== Auszug ==

Sichere Kasernen, freies Geleit
Schon im November 2002 machte Schröder deutlich, dass neben Transit- und Überflugrechten auch Schutz für amerikanische Militäreinrichtungen gewährt werde.14 Dabei ging es um ganz normalen Wachdienst an Kasernen und Einrichtungen, der normalerweise von US-Soldaten geleistet wird. Ab dem 24. Januar wurden Militäreinrichtungen bewacht, Ende Februar waren bereits 2.500 Bundeswehrsoldaten an insgesamt 59 Kasernen im Einsatz, und bald danach taten nach Angaben der Bundeswehr 4.000 Bundeswehrsoldaten Wachdienst an US-amerikanischen Militäreinrichtungen. Schon nach den Anschlägen des 11. September 2001 haben Bundeswehrsoldaten einige Monate lang als Wachposten vor US-Kasernen gestanden. Wegen „der guten Erfahrungen“ fragte die US-Regierung erneut beim Bundeskanzler an. Die Bundeswehr nahm für diesen Liebesdienst Ungelegenheiten in Kauf: Die deutschen Soldaten wurden aus dem ganzen Bundesgebiet zusammengezogen, da die regional stationierten nicht ausreichten.15 Jeder einzelne der als Wachdienst eingesetzten Soldaten ersetzt einen Soldaten der US-Army, der demzufolge allein aufgrund der bundesdeutschen Beteiligung für den Krieg zur Verfügung steht. Auf Wunsch der USA soll der Einsatz möglicherweise bis zu zwei Jahre dauern.16

Weiter geben rund 600 Soldaten der deutschen Marine, die am Horn von Afrika operieren und deren Einsatzhafen sich in Djibouti befindet, für US-amerikanische Seestreitkräfte und Seetransporte Geleitschutz auf dem Weg in den Persischen Golf. Die Soldaten, die mit der Fregatte „Mecklenburg-Vorpommern“, einem Tanker und zwei Versorgern im Einsatz sind, agieren eigentlich im Rahmen von „Enduring Freedom“, machen aber „keinen Unterschied zwischen Nationen oder Ziel und Zweck der Fahrt“.17

Raketen für den Frieden
Ebenfalls auf der bereits zitierten Liste von Wünschen der USA an das Nato-Hauptquartier stand die Überlassung von Patriot-Flugabwehrraketen vorgeblich für den Schutz der Türkei. Diese Boden-Luft-Raketen, die entsprechenden mobilen Systeme zu ihrem Abschuss und das dazugehörige Personal wurden durch die Niederlande zur Verfügung gestellt. Da die Anzahl der Raketen jedoch nicht ausreichte, stellte die Bundeswehr weitere 46 Stück bereit, die man bei Bedarf eingesetzt hätte.

===

**Aufgabe 1:** Gib in den Datensätzen den Abschnitt vom Anfang bis einschließlich der Zeile mit „MULTIPOLYGON (((173 19, 172“ Wort für Wort wieder. Bilder lässt du dabei weg.
Die Datensätze haben mit dem Auszug nichts zu tun.

== Aufgabendaten ==

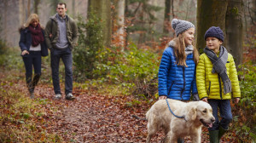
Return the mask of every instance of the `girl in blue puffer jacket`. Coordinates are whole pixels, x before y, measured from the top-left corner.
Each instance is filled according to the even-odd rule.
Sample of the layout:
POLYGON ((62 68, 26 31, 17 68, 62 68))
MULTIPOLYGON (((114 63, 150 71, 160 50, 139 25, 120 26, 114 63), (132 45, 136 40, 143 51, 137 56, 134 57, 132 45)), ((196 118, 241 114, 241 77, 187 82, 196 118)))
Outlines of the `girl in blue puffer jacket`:
POLYGON ((158 75, 159 99, 189 100, 191 94, 198 97, 195 66, 199 54, 192 44, 195 26, 173 19, 172 26, 177 37, 168 43, 162 55, 158 75))
MULTIPOLYGON (((173 19, 172 26, 177 37, 163 53, 158 73, 159 99, 189 100, 191 94, 199 100, 195 84, 195 66, 199 54, 193 46, 195 26, 189 21, 173 19)), ((177 139, 178 143, 184 142, 177 139)))

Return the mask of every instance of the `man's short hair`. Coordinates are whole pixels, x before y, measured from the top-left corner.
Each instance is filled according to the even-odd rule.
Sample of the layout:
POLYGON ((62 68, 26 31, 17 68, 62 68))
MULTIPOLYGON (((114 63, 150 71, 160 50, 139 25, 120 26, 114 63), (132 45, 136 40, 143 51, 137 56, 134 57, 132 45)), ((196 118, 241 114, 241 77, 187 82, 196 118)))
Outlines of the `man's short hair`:
POLYGON ((65 8, 67 8, 67 4, 66 4, 66 3, 58 3, 58 4, 57 4, 57 7, 56 8, 58 8, 58 5, 65 5, 65 8))

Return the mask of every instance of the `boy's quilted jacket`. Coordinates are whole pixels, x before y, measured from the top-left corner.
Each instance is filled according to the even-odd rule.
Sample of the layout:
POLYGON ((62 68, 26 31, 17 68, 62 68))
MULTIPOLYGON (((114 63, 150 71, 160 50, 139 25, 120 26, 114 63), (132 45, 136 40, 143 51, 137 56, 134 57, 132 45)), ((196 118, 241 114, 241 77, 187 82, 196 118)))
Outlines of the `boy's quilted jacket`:
POLYGON ((232 92, 224 94, 223 82, 218 73, 212 73, 212 64, 206 54, 200 56, 196 67, 196 85, 200 99, 230 100, 241 97, 237 72, 233 56, 229 54, 227 74, 231 81, 232 92))

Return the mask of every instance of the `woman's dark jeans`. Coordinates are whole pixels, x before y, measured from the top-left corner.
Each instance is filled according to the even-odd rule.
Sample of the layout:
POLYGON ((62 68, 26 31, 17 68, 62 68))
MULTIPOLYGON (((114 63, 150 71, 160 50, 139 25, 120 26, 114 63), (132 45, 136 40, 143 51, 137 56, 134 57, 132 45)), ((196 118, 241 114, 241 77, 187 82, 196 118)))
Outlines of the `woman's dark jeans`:
POLYGON ((29 92, 33 93, 41 76, 41 52, 29 51, 29 54, 26 54, 22 59, 26 68, 26 83, 29 92), (32 68, 34 68, 33 78, 32 68))

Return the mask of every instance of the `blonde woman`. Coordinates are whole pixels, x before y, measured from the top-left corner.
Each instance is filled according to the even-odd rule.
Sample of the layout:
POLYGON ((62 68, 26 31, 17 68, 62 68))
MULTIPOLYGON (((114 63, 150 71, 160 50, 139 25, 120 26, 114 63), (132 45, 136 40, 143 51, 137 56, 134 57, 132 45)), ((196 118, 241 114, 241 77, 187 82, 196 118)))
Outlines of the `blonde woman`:
POLYGON ((39 24, 37 14, 32 14, 20 28, 19 45, 26 68, 26 82, 30 98, 34 98, 34 89, 41 76, 41 56, 47 56, 48 50, 44 40, 44 31, 39 24), (34 77, 32 77, 32 68, 34 77))
MULTIPOLYGON (((159 68, 159 99, 183 101, 193 94, 199 100, 195 84, 195 66, 199 54, 193 46, 195 26, 189 21, 173 19, 172 26, 177 37, 165 49, 159 68)), ((177 142, 183 142, 177 139, 177 142)))

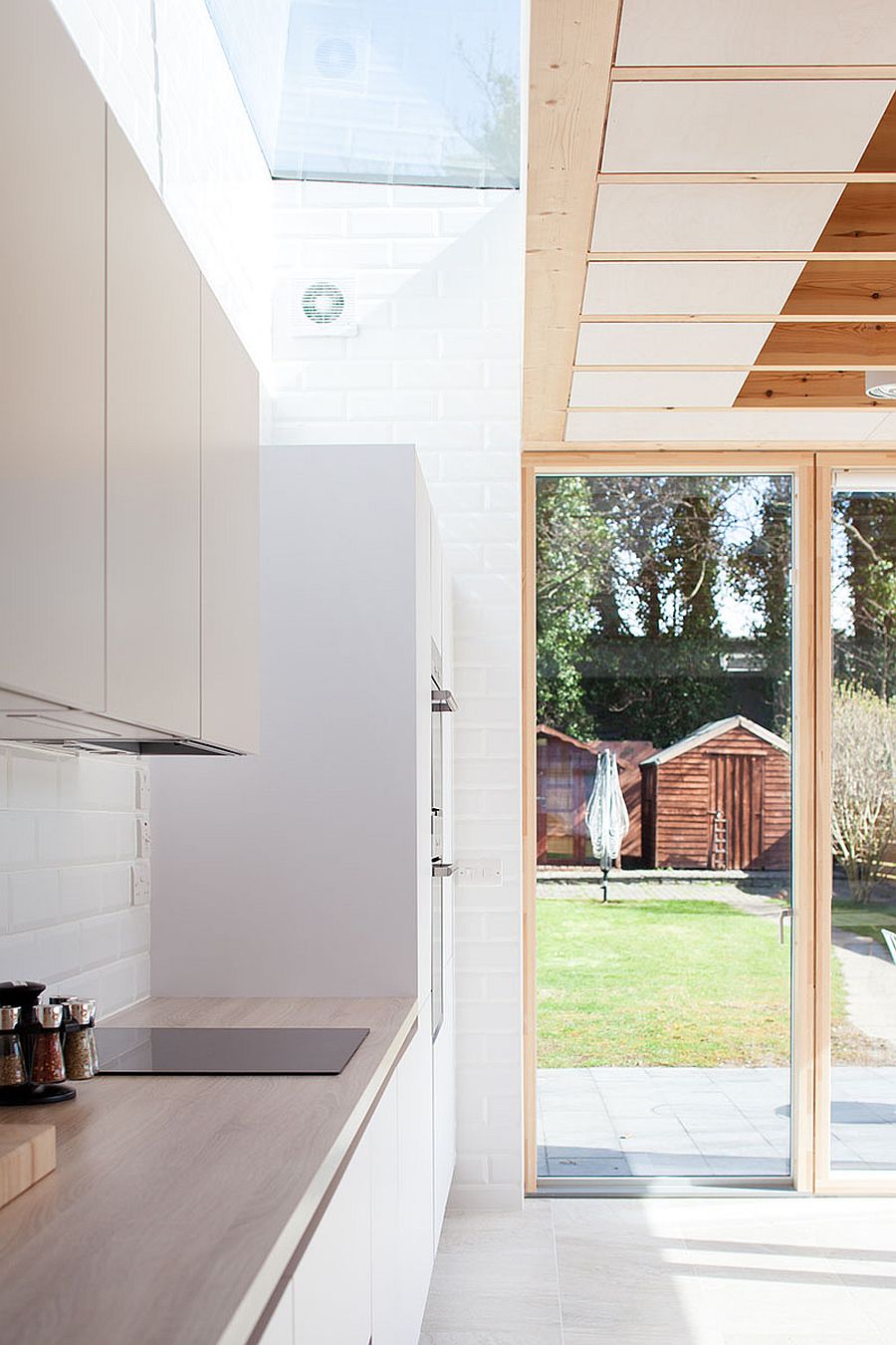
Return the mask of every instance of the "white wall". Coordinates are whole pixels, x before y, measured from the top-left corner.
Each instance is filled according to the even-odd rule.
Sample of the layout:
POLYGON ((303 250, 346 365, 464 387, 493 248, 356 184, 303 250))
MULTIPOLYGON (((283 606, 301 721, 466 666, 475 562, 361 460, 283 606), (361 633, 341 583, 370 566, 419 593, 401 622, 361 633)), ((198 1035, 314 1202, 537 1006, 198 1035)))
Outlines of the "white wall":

===

**Aufgabe 2:** Zitiere aus dem Auszug den Abschnitt von „Raketen für den“ bis einschließlich „Bedarf eingesetzt hätte.“.

**Lösung 1:**
Return the mask of every instance of the `girl in blue puffer jacket`. Coordinates are whole pixels, x before y, measured from the top-left corner.
Each instance is filled according to the even-odd rule.
Sample of the layout:
POLYGON ((62 68, 26 31, 17 68, 62 68))
MULTIPOLYGON (((114 63, 150 71, 160 50, 139 25, 120 26, 114 63), (132 45, 136 40, 143 51, 137 56, 134 57, 132 45)), ((196 118, 241 114, 241 77, 187 82, 196 118)))
Outlines of the `girl in blue puffer jacket`:
POLYGON ((158 75, 159 99, 189 100, 191 94, 198 97, 195 66, 199 54, 192 44, 195 26, 173 19, 172 26, 177 37, 168 43, 162 55, 158 75))
MULTIPOLYGON (((173 19, 172 26, 177 37, 163 53, 158 73, 159 99, 189 100, 191 94, 199 100, 195 84, 195 66, 199 54, 193 46, 195 26, 189 21, 173 19)), ((177 139, 178 143, 184 142, 177 139)))

**Lösung 2:**
Raketen für den Frieden
Ebenfalls auf der bereits zitierten Liste von Wünschen der USA an das Nato-Hauptquartier stand die Überlassung von Patriot-Flugabwehrraketen vorgeblich für den Schutz der Türkei. Diese Boden-Luft-Raketen, die entsprechenden mobilen Systeme zu ihrem Abschuss und das dazugehörige Personal wurden durch die Niederlande zur Verfügung gestellt. Da die Anzahl der Raketen jedoch nicht ausreichte, stellte die Bundeswehr weitere 46 Stück bereit, die man bei Bedarf eingesetzt hätte.